▸ ASSIGNED TASK A:
Reproduce the passage from the airport essay that starts at the words "Then my disbelief" and stops after the words "war with someone.".
▸ ASSIGNED TASK B:
Write the next part of the airport essay, picking up after its final sentence.
*** PAGE EXCERPT
My plane was recently delayed in Dallas when a man refused to exit the place where I was waiting to board.
Security was called, and about 30 minutes later, he was carried off the plane by four police officers.
I can’t begin to imagine why someone would refuse to exit an airplane after it has landed at its intended destination.
People are weird.
Either way, it meant I had an extra 30 minutes in Dallas. At some point during my wait, I rose from my seat to use the restroom. As I wound my way through the waiting crowd, I came to a gap between two sets of seats. As I proceeded through the gap, a man to my right began to do the same. As we reached the gap at the same time, he paused to allow me through and patted me on the butt as he did.
I turned.
Oh, ” he said, laughing. “Sorry. I thought you were a girl.”
“You thought I was a girl?” I asked. I couldn’t believe what he had said, and not because he thought I was a girl. The encounter happened so quickly, and among other people, that he barely saw me.
Few people would confuse me with a girl if they got a good look at me.
My disbelief centered on his excuse for patting me on the butt.
He thought I was a girl? This made it okay?
It took me a moment to raise my ire simply because I still couldn’t believe what he had just said.
“Yeah,” he said, still laughing. “Sorry.”
Then my disbelief turned to anger.
“You thought I was a girl?” I said. “And that made patting me on the butt okay?”
“What?” he said. I hadn’t shouted my questions, but I had asked them loudly enough for everyone around us to hear them.
I think he was the one now in disbelief.
The airport is a lovely place for a verbal confrontation. Security is always nearby. You always have an audience — and in this case, it was a large one. Best of all, you can be certain that your opponent does not have a weapon. It’s one of the few relatively safe places to go to war with someone.
Thus emboldened, I pressed. “Do you touch women’s butts all the time? Is this something you do? Some sick hobby? You really think that you can just touch a woman whenever you want? However you want?”
That may not be exact, but it was close. I was spilling words at this point. Ranting in a way I so enjoy.
My volume was also increasing now, and he was quickly moving away from me, exiting the gate area, opting for retreat over a fight. It was a smart move. Verbal confrontations frighten most people because they are so surprising. People expect their indecency and cruelty to remain hidden and quiet, so when someone points it out publicly, they often panic. By now, many people were watching and listening, and the man’s chances of someone coming to his defense were tiny. As much as this man might be aligned with Donald Trump when it comes to his perceived freedom to touch women whenever he wants, I suspect that most people around us would not agree.
******
*** EXTRACTED ENTRIES
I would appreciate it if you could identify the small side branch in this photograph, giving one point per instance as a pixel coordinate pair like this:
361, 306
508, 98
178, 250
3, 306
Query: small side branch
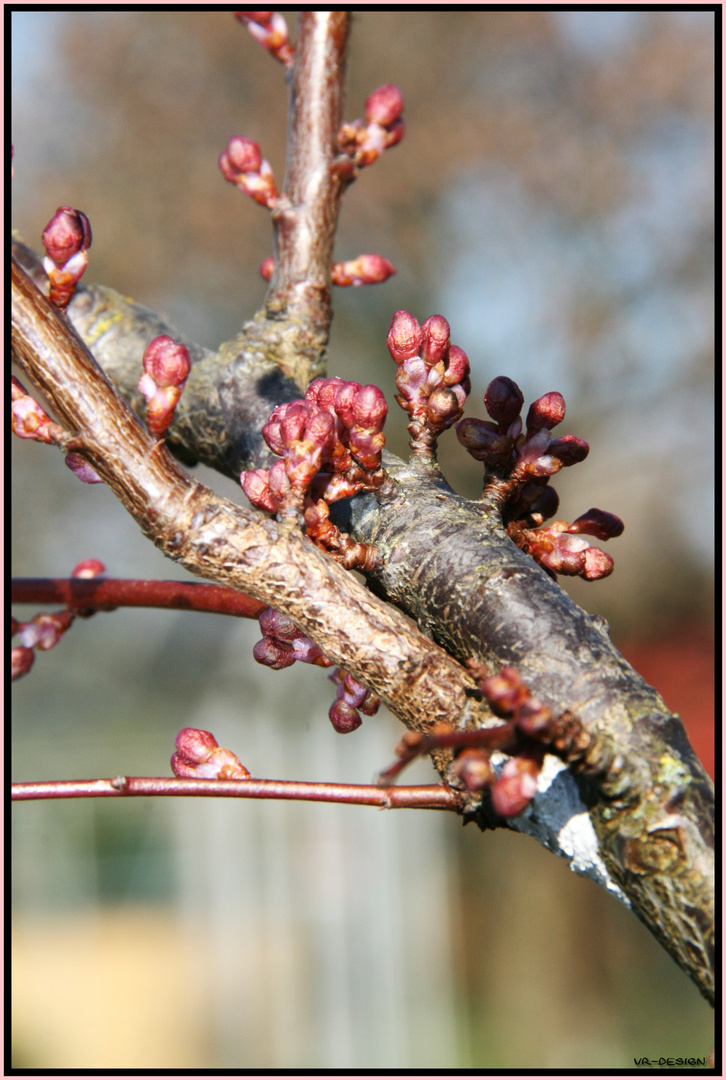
421, 797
******
▸ YOUR RESPONSE A:
Then my disbelief turned to anger.
“You thought I was a girl?” I said. “And that made patting me on the butt okay?”
“What?” he said. I hadn’t shouted my questions, but I had asked them loudly enough for everyone around us to hear them.
I think he was the one now in disbelief.
The airport is a lovely place for a verbal confrontation. Security is always nearby. You always have an audience — and in this case, it was a large one. Best of all, you can be certain that your opponent does not have a weapon. It’s one of the few relatively safe places to go to war with someone.

▸ YOUR RESPONSE B:
I considered pursuing and continuing to berate the man, but I had to pee.
Also, I had just watched four police officers carry a man off a plane. I didn’t want them coming back for me, as right had I might’ve been to continue to scold the man.
Here is what I was left thinking:
The world is a hard place for women. More difficult than I could ever know. More difficult than most men could probably ever understand. Women move through a world filled with monsters and cretins and indecent buffoons, constantly navigating around them and being forced to deal with them, often insecure about their safety, autonomy, and right to exist without being touched, propositioned, and worse.
I’ve walked hundreds of women to their cars at night, but I have never once walked a man to his car. Nor has any man ever asked me to.
More importantly, none of the hundreds of women whom I’ve escorted to their cars were ever worried about a woman lurking in the parking lot, waiting to rob, rape, or kill them.
They worry only about men.
Justifiably.
What if I had been a woman? Would I have felt secure and safe and emboldened enough to fight back as I did?
Maybe?
But I suspect in many cases, probably not. My position as a white, straight, neurotypical American man with no physical disabilities or mental illness affords me privilege and freedom that I will never fully understand. But I know that it makes verbal confrontations like the one in the Dallas airport much easier for me than for someone not so genetically privileged.
Had I been a woman, I might’ve felt less safe in confronting the man.
Also, and just as important, it probably wouldn’t have been the first time a man touched my body without permission.
The world is a hard place for women, and almost always, it’s because of men.
I know this, but moments like the one I had at the airport reinforce this understanding.